Point annotation dataset records:
--- START ---
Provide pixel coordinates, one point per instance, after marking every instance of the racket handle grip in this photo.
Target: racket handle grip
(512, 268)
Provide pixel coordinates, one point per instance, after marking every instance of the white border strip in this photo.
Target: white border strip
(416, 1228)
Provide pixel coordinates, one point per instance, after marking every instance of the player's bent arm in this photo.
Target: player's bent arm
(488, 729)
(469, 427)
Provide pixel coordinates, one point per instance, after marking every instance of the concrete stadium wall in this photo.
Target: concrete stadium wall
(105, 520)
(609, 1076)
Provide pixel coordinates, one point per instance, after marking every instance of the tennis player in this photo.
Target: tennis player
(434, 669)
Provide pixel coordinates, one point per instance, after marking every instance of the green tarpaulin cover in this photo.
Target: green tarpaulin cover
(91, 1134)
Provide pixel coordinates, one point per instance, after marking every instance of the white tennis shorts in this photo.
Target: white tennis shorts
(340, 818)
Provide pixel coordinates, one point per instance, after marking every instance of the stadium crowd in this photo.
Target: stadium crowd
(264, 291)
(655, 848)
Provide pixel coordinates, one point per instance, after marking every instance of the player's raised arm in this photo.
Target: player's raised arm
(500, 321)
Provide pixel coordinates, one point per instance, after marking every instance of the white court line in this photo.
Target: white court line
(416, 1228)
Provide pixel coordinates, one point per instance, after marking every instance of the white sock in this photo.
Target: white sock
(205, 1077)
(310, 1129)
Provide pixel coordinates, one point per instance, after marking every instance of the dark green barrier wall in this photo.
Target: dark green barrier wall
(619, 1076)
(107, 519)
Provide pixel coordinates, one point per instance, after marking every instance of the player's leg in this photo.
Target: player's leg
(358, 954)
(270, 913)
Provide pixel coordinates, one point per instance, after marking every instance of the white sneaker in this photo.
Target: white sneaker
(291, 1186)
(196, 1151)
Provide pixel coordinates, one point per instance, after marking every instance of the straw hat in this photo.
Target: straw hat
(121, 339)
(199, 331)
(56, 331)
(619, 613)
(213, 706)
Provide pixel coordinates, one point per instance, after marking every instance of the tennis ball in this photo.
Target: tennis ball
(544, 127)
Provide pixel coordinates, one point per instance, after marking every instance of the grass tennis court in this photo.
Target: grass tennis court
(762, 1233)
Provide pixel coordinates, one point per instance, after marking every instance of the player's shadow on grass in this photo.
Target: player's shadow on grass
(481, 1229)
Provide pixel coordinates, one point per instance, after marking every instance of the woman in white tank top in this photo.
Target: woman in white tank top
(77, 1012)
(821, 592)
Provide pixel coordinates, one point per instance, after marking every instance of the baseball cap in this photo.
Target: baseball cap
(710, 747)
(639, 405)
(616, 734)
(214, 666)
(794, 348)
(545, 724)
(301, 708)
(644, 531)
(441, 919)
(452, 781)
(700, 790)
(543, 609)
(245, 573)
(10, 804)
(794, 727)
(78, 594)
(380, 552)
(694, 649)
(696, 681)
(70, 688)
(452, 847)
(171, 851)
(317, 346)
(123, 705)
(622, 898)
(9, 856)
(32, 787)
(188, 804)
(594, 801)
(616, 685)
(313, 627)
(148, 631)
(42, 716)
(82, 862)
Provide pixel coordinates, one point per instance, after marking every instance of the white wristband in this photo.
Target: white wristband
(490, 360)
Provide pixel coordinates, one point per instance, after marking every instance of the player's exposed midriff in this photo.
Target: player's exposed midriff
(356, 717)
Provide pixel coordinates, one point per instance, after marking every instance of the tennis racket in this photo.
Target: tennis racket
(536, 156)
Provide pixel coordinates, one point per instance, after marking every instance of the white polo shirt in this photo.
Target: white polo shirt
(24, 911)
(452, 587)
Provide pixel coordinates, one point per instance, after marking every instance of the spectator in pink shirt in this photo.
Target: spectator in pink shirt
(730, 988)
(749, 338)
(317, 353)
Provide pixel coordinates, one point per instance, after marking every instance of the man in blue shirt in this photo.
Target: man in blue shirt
--- END ---
:: The problem ::
Update the listing above by changing every "pixel coordinates" to "pixel positions" and leaving everything else as it is.

:: Worked answer ::
Provide pixel positions, one point per instance, after marking every instance of the racket handle grip in this photo.
Target: racket handle grip
(512, 268)
Provide pixel positions, one point per instance, after marking every instance of the white border strip in this photo.
Target: white border strip
(416, 1228)
Provide pixel positions, one point per instance, after marking every instance of the player's bent arm in this photo.
Target: player's bent arm
(488, 729)
(469, 427)
Provide pixel positions, one point per instance, after marking every instance of the concrete stadium wall in this photo.
Target: concrete stadium wall
(105, 520)
(609, 1076)
Provide pixel positions, one point per instance, after marking every instance of the tennis player in this photo.
Target: tennis player
(434, 669)
Provide pixel positions, one point per instance, after marking every instance of the green tarpaulin cover in this photo.
Target: green tarpaulin cover
(91, 1134)
Provide pixel positions, one point per instance, after marking every instance of the white tennis shorts in this photo.
Target: white tennis shorts
(340, 818)
Provide pixel positions, one point per instance, after marking every instance of the stadium crowd in this photo.
Target: stadium crowd
(264, 291)
(655, 848)
Provide pixel positions, one point per instance, after marking every instance of the player's raised arm in this photo.
Target: player's raised arm
(500, 321)
Provide pixel positions, one point per instance, after marking every instance of the white court line in this photo.
Target: white court line
(416, 1228)
Provide pixel positions, one point per instance, after marking every instance of the white sock in this photo.
Target: white sock
(205, 1077)
(310, 1129)
Provide pixel positions, one point per instance, after marking every instance of the dark green barrier wall in this photo.
Target: dark green barrier wall
(619, 1076)
(107, 519)
Provide pixel positions, one point per instance, after marking every instance of the player's leg in this photo.
Target: player's leg
(358, 954)
(270, 913)
Provide pixel positions, one point per instance, after marking every instance of the white sneaker in this photo.
Target: white sneaker
(291, 1186)
(196, 1151)
Provide pixel positions, one point per instance, after marking every instance of the straw hat in this photo.
Target: straw hat
(121, 339)
(199, 331)
(56, 331)
(619, 613)
(213, 706)
Provide pixel positions, one point per instance, after marking every instance of the tennis ball in this photo.
Target: tennis ball
(544, 127)
Provide pixel positions, one point per instance, after marking every instance of the grass tennis court in this photo.
Target: grass tennis court
(762, 1233)
Provide pixel positions, one point per instance, after marking every instance of the player's shadow on grass in this photo.
Target: player's shadow on grass
(481, 1229)
Provide pixel positions, one point per instance, after marking every instance of the woman in white tank top in this photo.
Target: woman in white tank top
(77, 1012)
(821, 592)
Provide pixel positions, one point per instance, after marking every instance of the baseball cap in this photo.
Target: baseball cap
(710, 747)
(639, 405)
(616, 734)
(214, 666)
(794, 348)
(545, 724)
(301, 708)
(644, 531)
(441, 919)
(452, 781)
(700, 790)
(543, 609)
(245, 573)
(10, 804)
(794, 727)
(78, 594)
(380, 552)
(694, 649)
(696, 681)
(70, 688)
(452, 847)
(171, 851)
(317, 346)
(123, 705)
(622, 898)
(9, 856)
(32, 787)
(188, 804)
(594, 801)
(616, 685)
(313, 627)
(148, 631)
(42, 716)
(82, 862)
Provide pixel positions, one point per instance, after marking every instance of the white wristband in this photo.
Target: white wristband
(490, 360)
Provide pixel positions, one point per instance, after marking every instance of the player's exposed midriff in this photo.
Target: player's exposed midriff
(356, 717)
Provide pixel positions, one point per instance, after marking every instance of the tennis racket in this photo.
Target: tennis racket
(536, 156)
Provide pixel positions, one point per instance, after marking every instance of the white polo shirt in this photo.
Target: white polo shirt
(24, 911)
(452, 587)
Provide pixel positions, one point per instance, after marking every instance of the spectator in pink shirt in this photo.
Target: spectator in pink shirt
(730, 988)
(749, 338)
(317, 353)
Provide pixel positions, one point per instance, after marking every instance of the man in blue shirt in this photo.
Target: man in blue shirt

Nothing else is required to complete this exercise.